PROBLEM TO SOLVE: Rewrite the lines below, swapping "Tag one point per instance" for "Mark each instance with one point" wherever it occurs and leaving everything else as it is.

GIVEN DATA:
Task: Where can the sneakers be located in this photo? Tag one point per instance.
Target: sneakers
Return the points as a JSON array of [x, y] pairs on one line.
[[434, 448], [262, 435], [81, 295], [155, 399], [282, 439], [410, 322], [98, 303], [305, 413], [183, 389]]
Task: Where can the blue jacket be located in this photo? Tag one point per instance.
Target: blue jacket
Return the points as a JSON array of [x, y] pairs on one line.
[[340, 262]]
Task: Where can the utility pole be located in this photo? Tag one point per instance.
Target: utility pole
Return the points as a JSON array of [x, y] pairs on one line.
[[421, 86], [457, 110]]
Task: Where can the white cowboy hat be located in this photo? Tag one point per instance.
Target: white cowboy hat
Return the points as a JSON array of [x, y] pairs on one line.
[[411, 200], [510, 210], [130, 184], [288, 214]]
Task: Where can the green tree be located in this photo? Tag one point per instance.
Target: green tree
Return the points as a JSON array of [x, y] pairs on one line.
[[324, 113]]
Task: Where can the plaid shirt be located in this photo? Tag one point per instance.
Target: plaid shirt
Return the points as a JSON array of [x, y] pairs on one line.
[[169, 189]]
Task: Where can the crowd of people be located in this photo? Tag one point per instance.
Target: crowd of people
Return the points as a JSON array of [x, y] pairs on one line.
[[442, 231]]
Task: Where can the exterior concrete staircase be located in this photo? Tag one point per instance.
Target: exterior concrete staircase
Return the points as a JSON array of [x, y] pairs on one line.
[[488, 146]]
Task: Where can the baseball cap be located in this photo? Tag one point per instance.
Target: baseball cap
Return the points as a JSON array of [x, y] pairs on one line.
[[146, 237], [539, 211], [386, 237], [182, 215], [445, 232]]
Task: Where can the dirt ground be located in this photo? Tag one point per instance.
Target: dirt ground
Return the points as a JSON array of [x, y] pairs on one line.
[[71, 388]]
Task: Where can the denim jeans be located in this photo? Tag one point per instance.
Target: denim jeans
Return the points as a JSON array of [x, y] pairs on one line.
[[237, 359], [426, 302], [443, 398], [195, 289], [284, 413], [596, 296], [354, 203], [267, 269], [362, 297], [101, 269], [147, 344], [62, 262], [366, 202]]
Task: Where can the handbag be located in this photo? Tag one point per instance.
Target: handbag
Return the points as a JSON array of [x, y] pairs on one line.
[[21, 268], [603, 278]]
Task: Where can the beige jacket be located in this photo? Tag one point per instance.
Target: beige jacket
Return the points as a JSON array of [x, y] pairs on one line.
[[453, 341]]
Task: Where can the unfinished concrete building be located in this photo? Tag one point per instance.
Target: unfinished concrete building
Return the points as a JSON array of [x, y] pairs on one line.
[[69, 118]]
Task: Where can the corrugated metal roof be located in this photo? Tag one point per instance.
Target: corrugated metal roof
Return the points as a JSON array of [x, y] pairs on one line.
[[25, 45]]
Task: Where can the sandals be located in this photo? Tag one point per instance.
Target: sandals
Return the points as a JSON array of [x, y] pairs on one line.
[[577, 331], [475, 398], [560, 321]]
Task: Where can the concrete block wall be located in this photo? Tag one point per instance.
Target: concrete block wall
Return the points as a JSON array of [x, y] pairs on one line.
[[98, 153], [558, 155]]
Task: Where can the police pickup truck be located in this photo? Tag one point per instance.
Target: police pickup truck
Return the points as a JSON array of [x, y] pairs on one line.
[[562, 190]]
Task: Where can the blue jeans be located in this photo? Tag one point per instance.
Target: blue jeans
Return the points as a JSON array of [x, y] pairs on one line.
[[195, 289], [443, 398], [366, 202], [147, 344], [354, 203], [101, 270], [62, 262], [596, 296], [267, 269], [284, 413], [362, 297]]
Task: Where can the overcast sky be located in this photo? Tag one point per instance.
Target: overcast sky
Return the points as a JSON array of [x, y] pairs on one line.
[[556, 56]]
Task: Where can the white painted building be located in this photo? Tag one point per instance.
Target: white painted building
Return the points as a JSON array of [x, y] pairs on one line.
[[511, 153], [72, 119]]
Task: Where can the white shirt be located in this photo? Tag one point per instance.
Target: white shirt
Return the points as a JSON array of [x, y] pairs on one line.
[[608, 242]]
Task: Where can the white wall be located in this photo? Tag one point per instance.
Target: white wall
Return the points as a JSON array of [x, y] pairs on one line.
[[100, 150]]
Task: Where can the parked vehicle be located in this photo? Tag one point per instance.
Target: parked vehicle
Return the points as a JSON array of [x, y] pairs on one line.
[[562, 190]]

RESPONSE:
Task: Where can the sneakers be located in this photo? Mark each instance with one point.
Target: sneakers
Return the points as a JSON array of [x, y] pairs on one line.
[[434, 448], [262, 435], [81, 295], [155, 399], [282, 439], [410, 322], [98, 303], [305, 413], [183, 389]]
Task: Where can the blue jacket be located in this photo? Mark each instance with one point.
Target: blue jacket
Return the points as a JSON array of [x, y] pairs on one line.
[[340, 262]]
Task: Where can the utility pole be located in this photo? Mark each instance with one point.
Target: utility pole
Return the points as a JSON array of [x, y] pairs on one line.
[[421, 86], [457, 110]]
Task: Where can the white cowboy hat be located in this photo? Mark each instance with one point.
Target: white cowboy hat
Return the points as a JSON array of [x, y] pairs on one line.
[[411, 200], [510, 210], [130, 184], [288, 214]]
Task: Where can the green tree be located in this photo? Mark each instance with one point.
Target: green tree
Return the points as a JSON array of [x, y] pairs on one line.
[[324, 113]]
Task: Where can the plaid shirt be located in this photo? Mark each instance with one point.
Target: plaid shirt
Return the points as a JSON array of [x, y] pairs on one line.
[[169, 189]]
Task: Where can the crowd of people be located in this photo? Mark each instance with one point.
Target: crowd of people
Return the points as a JSON array of [x, y] pairs on one line.
[[442, 231]]
Task: Where can the exterior concrete staircase be located in this photo? Mark each instance with one point.
Target: exterior concrete staircase
Return the points as a JSON array of [x, y] pairs on one line.
[[488, 146]]
Task: Where can the baseball cap be located in this photo? Mark each instance with one point.
Target: baseball cap
Return the points as a JSON array of [x, y] pairs on one line.
[[146, 237], [539, 211], [386, 237], [182, 215], [445, 232]]
Task: Where can the dirt ground be located in this photo? Mark each instance with one point.
Target: dirt ground
Return the points as a JSON array of [x, y] pairs on one line.
[[71, 388]]
Task: Where can the denim jeans be located in this photo? Mark each instance with one point.
Target: denim jeans
Return the points as a JSON array of [x, y] pairs on one line.
[[237, 359], [426, 302], [443, 398], [195, 289], [284, 413], [596, 296], [354, 203], [267, 269], [362, 297], [101, 269], [147, 344], [62, 262], [366, 202]]
Task: Where can the handbag be located in this photo? Mark each instance with one point.
Target: handbag
Return the points as a JSON array of [x, y] pairs on one line.
[[21, 268], [603, 278]]
Task: Where can the beige jacket be located in this photo? Mark each instance with one point.
Target: beige jacket
Return the points as a JSON array of [x, y] pairs on one line.
[[453, 341]]
Task: Where can the unfinished concrete building be located in this photo? Mark each instance with one point.
Target: unfinished concrete building
Return the points as a JSON array of [x, y] pairs on one line.
[[69, 118]]
Task: Where can the corrugated metal roof be located in this photo? Mark each instance with one point.
Target: corrugated metal roof
Return the points as a JSON array of [x, y] pairs on one line.
[[25, 45]]
Task: Where can the sandals be located in this photo? Mark each instance with one point.
Target: sandals
Return the points as a JSON array of [x, y] pairs on one line.
[[577, 331], [475, 398], [560, 321]]
Task: Where can the concrete block wall be located in this photo? Mark each instance with one point.
Target: concrete block wall
Return the points as a JSON array of [x, y] pairs on one line.
[[98, 153], [558, 155]]
Task: Where can the police pickup truck be located in this photo? Mark each instance with one point.
Target: police pickup truck
Return the points as a JSON array of [x, y] pairs on one line.
[[562, 190]]
Task: Where can the blue jeans be located in this photo? Mark each instance with one point.
Target: blue jeans
Return the points as a JSON array of [x, y] pairs on one line.
[[195, 289], [443, 398], [366, 202], [147, 344], [354, 203], [101, 270], [62, 262], [596, 296], [267, 269], [284, 413], [362, 297]]
Task: Where can the overcast sky be located in this photo? Mark each instance with one point.
Target: overcast sky
Return the points as a JSON array of [x, y] pairs on one line.
[[556, 56]]
Task: Where can the white painted building be located in this photo? Mark each instance with one point.
Target: white painted building
Return the points as a JSON array of [x, y] pairs on one line.
[[511, 153], [72, 119]]
Task: Where can the white shirt be located in this photo? Mark each instance with one point.
Target: white shirt
Return the points as a JSON array of [x, y] pairs on one line.
[[608, 242]]
Task: Where can the white wall be located in this photo? Mark each instance with one point.
Target: white wall
Return the points as a JSON array of [x, y] pairs on one line.
[[100, 150]]
Task: Where can the parked vehicle be located in this photo? Mark each instance with one point.
Target: parked vehicle
Return the points as a JSON array of [x, y] pairs on one line.
[[562, 190]]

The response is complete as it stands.